◆ GIVEN PROBLEM:
Pictures aside, write out every record exactly as it appears.

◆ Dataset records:
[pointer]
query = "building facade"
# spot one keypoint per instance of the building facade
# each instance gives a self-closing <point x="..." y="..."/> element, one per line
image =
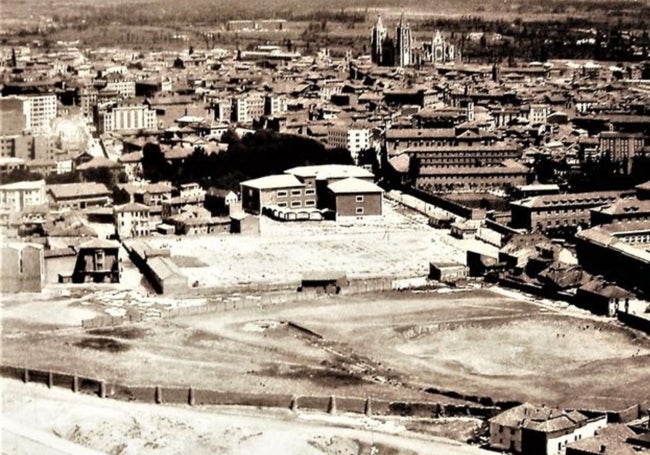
<point x="97" y="262"/>
<point x="17" y="196"/>
<point x="354" y="197"/>
<point x="132" y="220"/>
<point x="559" y="212"/>
<point x="353" y="138"/>
<point x="127" y="116"/>
<point x="22" y="268"/>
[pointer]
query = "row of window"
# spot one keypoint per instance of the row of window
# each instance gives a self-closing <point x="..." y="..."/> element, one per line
<point x="298" y="204"/>
<point x="284" y="193"/>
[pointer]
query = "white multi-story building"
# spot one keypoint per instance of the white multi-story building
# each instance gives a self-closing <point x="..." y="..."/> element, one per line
<point x="247" y="108"/>
<point x="403" y="44"/>
<point x="38" y="112"/>
<point x="275" y="104"/>
<point x="125" y="88"/>
<point x="127" y="117"/>
<point x="355" y="138"/>
<point x="17" y="196"/>
<point x="538" y="113"/>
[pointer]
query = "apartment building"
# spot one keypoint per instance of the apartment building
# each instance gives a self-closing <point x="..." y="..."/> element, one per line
<point x="559" y="212"/>
<point x="17" y="196"/>
<point x="354" y="138"/>
<point x="247" y="108"/>
<point x="449" y="156"/>
<point x="283" y="190"/>
<point x="125" y="88"/>
<point x="27" y="114"/>
<point x="127" y="116"/>
<point x="275" y="104"/>
<point x="621" y="147"/>
<point x="132" y="220"/>
<point x="401" y="139"/>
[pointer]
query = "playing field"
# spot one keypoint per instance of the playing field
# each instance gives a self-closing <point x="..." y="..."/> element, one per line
<point x="389" y="345"/>
<point x="395" y="245"/>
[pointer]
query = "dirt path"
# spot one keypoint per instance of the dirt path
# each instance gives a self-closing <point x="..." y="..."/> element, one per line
<point x="40" y="414"/>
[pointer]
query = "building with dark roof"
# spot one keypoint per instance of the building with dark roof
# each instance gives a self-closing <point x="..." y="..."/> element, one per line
<point x="559" y="213"/>
<point x="529" y="429"/>
<point x="79" y="195"/>
<point x="97" y="262"/>
<point x="354" y="197"/>
<point x="609" y="251"/>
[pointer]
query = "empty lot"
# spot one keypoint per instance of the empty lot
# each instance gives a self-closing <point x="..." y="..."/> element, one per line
<point x="395" y="245"/>
<point x="389" y="346"/>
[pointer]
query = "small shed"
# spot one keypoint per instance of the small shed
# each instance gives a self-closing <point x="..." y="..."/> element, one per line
<point x="463" y="230"/>
<point x="241" y="223"/>
<point x="329" y="281"/>
<point x="448" y="272"/>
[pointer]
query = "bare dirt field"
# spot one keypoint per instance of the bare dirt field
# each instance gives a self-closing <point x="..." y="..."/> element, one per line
<point x="389" y="346"/>
<point x="395" y="245"/>
<point x="38" y="420"/>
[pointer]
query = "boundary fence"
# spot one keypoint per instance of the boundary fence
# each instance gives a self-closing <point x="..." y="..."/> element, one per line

◆ EXPECTED ANSWER:
[pointer]
query = "building facade"
# spot one keypoint per instance of the building facade
# each instance gives a self-closing <point x="..." y="..."/> element, one per line
image =
<point x="97" y="262"/>
<point x="17" y="196"/>
<point x="354" y="197"/>
<point x="132" y="220"/>
<point x="559" y="212"/>
<point x="353" y="138"/>
<point x="127" y="116"/>
<point x="22" y="268"/>
[pointer]
query = "row of window"
# spot one keypoint per instance of the row of window
# each instance gives a self-closing <point x="..." y="..."/> element, one per line
<point x="298" y="204"/>
<point x="284" y="193"/>
[pointer]
query = "white multi-story building"
# spot one keypoint per instance of the white multi-story building
# each instance gives a self-closing <point x="..." y="..."/> element, one per line
<point x="247" y="108"/>
<point x="403" y="44"/>
<point x="38" y="112"/>
<point x="275" y="104"/>
<point x="125" y="88"/>
<point x="127" y="117"/>
<point x="355" y="138"/>
<point x="17" y="196"/>
<point x="538" y="113"/>
[pointer]
query = "apartment building"
# spot one keypoint per instance of the apartment building
# each instance gives a self-closing <point x="..." y="..."/> element, one per line
<point x="559" y="212"/>
<point x="17" y="196"/>
<point x="354" y="138"/>
<point x="247" y="108"/>
<point x="449" y="156"/>
<point x="283" y="190"/>
<point x="125" y="88"/>
<point x="27" y="114"/>
<point x="127" y="116"/>
<point x="275" y="104"/>
<point x="621" y="147"/>
<point x="132" y="220"/>
<point x="401" y="139"/>
[pointer]
query = "playing field"
# spot one keypoint per instance of the playing field
# each instance gives a self-closing <point x="..." y="..."/> element, one per line
<point x="389" y="345"/>
<point x="395" y="245"/>
[pointer]
query = "dirt path"
# spot one keypoint per instance of the dirt path
# each instance gives a self-closing <point x="..." y="..."/> element, one per line
<point x="40" y="414"/>
[pointer]
query = "building with dark roof"
# spot one keypoint per instance of the building with dark roof
# each instance gives a self-closing <point x="..." y="..."/> element, one per line
<point x="559" y="213"/>
<point x="529" y="429"/>
<point x="79" y="195"/>
<point x="97" y="262"/>
<point x="354" y="197"/>
<point x="609" y="251"/>
[pointer]
query = "empty lot"
# spot one keypoint per instance of the empty lot
# each instance gives a self-closing <point x="..." y="..."/> element, one per line
<point x="395" y="245"/>
<point x="389" y="346"/>
[pointer]
query = "small shed"
# spot one keypoint per instance of the small shed
# each instance gives a self-closing <point x="..." y="..."/> element, one per line
<point x="463" y="230"/>
<point x="241" y="223"/>
<point x="329" y="281"/>
<point x="448" y="272"/>
[pointer]
query = "bare dirt field"
# spot one keypoint per instance of the bare dirt field
# each instance gives a self-closing <point x="..." y="..."/> element, one per line
<point x="389" y="346"/>
<point x="395" y="245"/>
<point x="38" y="420"/>
[pointer]
query = "boundary fence"
# spot one keypoint per instance of the boundary fence
# each instance gives a self-closing <point x="..." y="..."/> element, one per line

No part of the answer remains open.